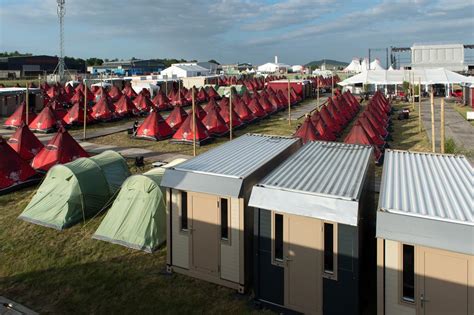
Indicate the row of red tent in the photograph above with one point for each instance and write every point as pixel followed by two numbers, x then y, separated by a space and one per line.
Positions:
pixel 330 120
pixel 23 158
pixel 371 128
pixel 214 119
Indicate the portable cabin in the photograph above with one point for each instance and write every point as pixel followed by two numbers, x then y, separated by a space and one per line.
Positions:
pixel 209 223
pixel 314 232
pixel 425 235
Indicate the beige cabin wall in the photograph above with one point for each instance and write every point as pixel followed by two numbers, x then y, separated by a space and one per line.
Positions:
pixel 393 306
pixel 180 239
pixel 230 253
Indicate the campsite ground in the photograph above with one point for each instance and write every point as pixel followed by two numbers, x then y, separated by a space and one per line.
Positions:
pixel 69 272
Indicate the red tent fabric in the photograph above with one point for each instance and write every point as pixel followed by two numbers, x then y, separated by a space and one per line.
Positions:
pixel 25 143
pixel 61 149
pixel 214 122
pixel 102 110
pixel 307 132
pixel 124 107
pixel 19 117
pixel 176 118
pixel 46 121
pixel 143 103
pixel 154 127
pixel 160 101
pixel 75 115
pixel 13 170
pixel 256 108
pixel 185 133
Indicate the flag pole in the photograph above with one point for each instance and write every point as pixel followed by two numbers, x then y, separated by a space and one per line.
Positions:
pixel 194 124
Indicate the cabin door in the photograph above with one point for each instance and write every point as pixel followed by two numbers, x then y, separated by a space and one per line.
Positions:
pixel 204 233
pixel 443 283
pixel 303 264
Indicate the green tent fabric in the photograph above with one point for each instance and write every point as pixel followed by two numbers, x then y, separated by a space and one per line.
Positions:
pixel 137 218
pixel 72 192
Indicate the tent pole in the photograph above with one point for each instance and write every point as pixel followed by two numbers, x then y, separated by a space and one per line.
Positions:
pixel 27 101
pixel 442 126
pixel 85 109
pixel 289 103
pixel 194 124
pixel 433 140
pixel 419 105
pixel 230 113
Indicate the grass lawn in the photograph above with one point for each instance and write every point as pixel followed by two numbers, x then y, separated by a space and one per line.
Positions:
pixel 68 272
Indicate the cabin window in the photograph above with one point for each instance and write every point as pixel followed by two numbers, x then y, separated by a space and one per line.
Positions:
pixel 278 237
pixel 330 250
pixel 224 205
pixel 408 273
pixel 184 211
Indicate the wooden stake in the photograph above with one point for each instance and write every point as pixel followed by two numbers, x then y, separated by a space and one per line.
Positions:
pixel 289 103
pixel 27 101
pixel 85 110
pixel 194 124
pixel 433 139
pixel 442 126
pixel 419 104
pixel 230 113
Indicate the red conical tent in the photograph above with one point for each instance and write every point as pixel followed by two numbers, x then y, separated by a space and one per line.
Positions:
pixel 62 148
pixel 13 170
pixel 201 113
pixel 161 102
pixel 307 132
pixel 124 107
pixel 25 143
pixel 19 117
pixel 358 135
pixel 143 103
pixel 256 108
pixel 210 105
pixel 185 133
pixel 214 122
pixel 75 115
pixel 46 121
pixel 154 127
pixel 102 110
pixel 176 117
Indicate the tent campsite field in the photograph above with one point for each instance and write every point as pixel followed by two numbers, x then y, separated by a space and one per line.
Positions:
pixel 69 272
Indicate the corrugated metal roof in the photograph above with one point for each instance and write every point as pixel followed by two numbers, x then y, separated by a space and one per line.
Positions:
pixel 240 157
pixel 323 168
pixel 435 186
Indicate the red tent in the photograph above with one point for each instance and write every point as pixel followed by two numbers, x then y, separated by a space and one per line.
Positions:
pixel 161 101
pixel 358 135
pixel 201 113
pixel 25 143
pixel 13 170
pixel 307 132
pixel 210 105
pixel 46 121
pixel 102 110
pixel 62 148
pixel 225 113
pixel 124 107
pixel 256 108
pixel 185 133
pixel 214 122
pixel 176 117
pixel 154 127
pixel 19 117
pixel 75 115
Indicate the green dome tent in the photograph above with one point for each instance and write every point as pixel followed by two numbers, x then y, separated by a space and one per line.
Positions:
pixel 72 192
pixel 137 218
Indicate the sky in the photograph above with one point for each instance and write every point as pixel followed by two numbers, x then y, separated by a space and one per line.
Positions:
pixel 231 31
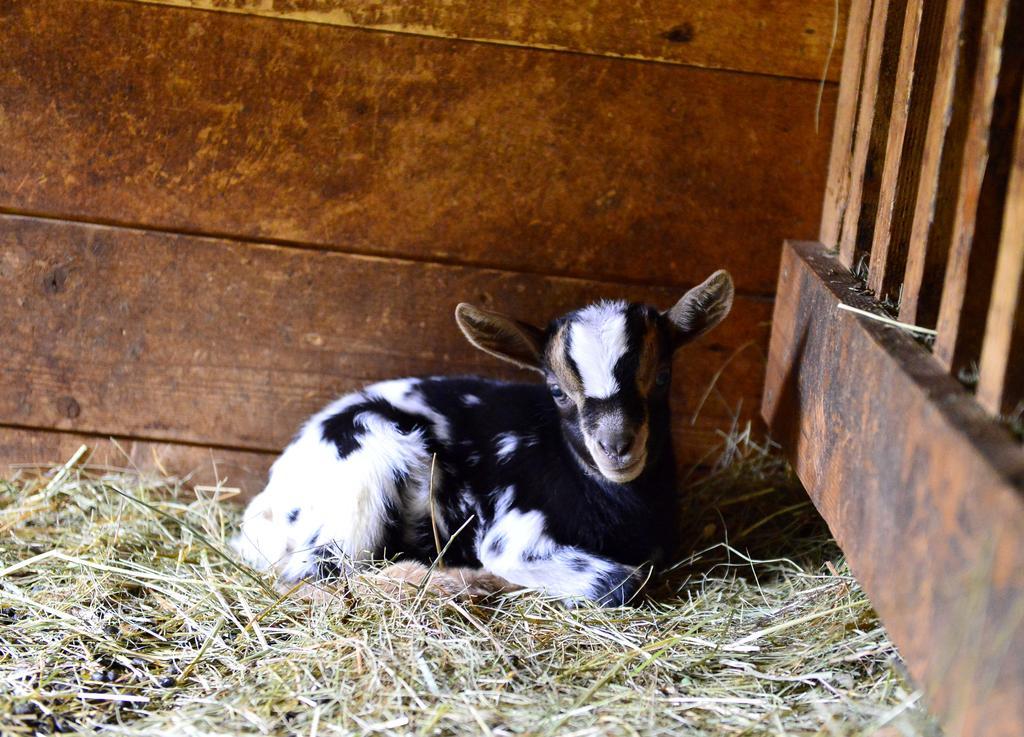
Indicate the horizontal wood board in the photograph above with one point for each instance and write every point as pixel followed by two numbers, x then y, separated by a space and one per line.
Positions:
pixel 24 450
pixel 175 338
pixel 922 489
pixel 792 38
pixel 400 145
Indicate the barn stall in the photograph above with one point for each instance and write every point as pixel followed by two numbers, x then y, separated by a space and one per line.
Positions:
pixel 219 215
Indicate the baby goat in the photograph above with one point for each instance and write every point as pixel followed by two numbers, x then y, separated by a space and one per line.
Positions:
pixel 568 486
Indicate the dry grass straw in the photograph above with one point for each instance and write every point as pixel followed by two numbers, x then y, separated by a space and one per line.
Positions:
pixel 122 611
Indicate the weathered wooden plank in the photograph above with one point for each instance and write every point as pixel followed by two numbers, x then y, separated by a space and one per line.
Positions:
pixel 907 126
pixel 197 466
pixel 938 187
pixel 838 185
pixel 177 338
pixel 988 152
pixel 872 128
pixel 407 146
pixel 793 39
pixel 1000 383
pixel 922 490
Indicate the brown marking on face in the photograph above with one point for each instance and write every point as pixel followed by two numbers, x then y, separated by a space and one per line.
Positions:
pixel 556 358
pixel 650 359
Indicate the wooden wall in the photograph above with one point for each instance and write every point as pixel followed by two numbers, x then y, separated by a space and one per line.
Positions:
pixel 217 214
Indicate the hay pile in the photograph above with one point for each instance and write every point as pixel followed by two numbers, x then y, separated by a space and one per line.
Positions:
pixel 122 611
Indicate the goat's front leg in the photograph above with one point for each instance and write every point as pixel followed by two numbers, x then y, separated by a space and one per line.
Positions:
pixel 568 572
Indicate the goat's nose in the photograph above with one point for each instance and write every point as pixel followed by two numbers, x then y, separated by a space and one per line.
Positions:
pixel 615 445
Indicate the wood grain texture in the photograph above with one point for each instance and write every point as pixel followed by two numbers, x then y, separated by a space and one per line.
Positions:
pixel 176 338
pixel 1000 383
pixel 399 145
pixel 978 217
pixel 838 184
pixel 871 132
pixel 938 186
pixel 919 57
pixel 790 37
pixel 245 471
pixel 924 492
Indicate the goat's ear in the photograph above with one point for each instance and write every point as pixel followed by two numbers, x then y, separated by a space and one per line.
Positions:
pixel 503 337
pixel 701 308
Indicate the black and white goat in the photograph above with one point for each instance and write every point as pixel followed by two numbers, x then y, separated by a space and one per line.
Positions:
pixel 567 486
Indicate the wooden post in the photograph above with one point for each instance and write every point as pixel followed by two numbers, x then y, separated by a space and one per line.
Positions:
pixel 1000 384
pixel 994 105
pixel 911 105
pixel 838 186
pixel 943 157
pixel 872 127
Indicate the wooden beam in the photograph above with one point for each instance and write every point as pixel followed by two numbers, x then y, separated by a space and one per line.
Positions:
pixel 181 339
pixel 921 488
pixel 1000 383
pixel 907 125
pixel 938 186
pixel 872 128
pixel 838 185
pixel 793 40
pixel 398 145
pixel 987 155
pixel 195 465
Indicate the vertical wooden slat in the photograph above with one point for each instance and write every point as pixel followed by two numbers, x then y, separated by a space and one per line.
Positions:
pixel 838 185
pixel 968 287
pixel 871 133
pixel 911 104
pixel 1000 385
pixel 940 170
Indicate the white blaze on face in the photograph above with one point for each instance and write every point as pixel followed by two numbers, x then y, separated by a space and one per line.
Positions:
pixel 597 341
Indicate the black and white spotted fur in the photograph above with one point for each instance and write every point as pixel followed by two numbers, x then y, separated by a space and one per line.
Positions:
pixel 567 486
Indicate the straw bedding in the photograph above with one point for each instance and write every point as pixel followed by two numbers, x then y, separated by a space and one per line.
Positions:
pixel 123 611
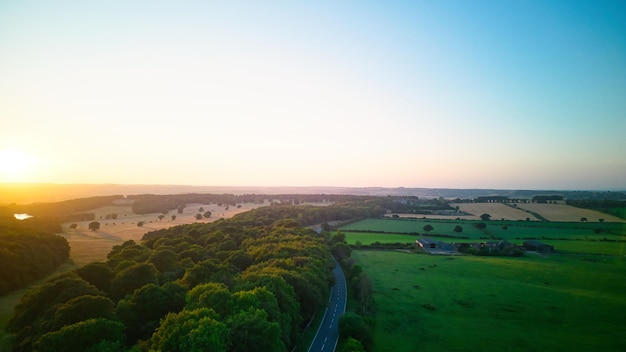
---
WHAT THE EXERCISE ASKS | Pick out each line in the rows above that contains the word "green" and copy those lines.

TASK ANSWER |
Indicate the green tent fabric in the photograph above with one point for each instance and write every point as pixel followed by two numbers, x then y, separated by a space and one per line.
Indicate the green dome tent in the photograph above with one point for each instance and write every point as pixel followed by two numbers, x then y, separated by a space and one per line.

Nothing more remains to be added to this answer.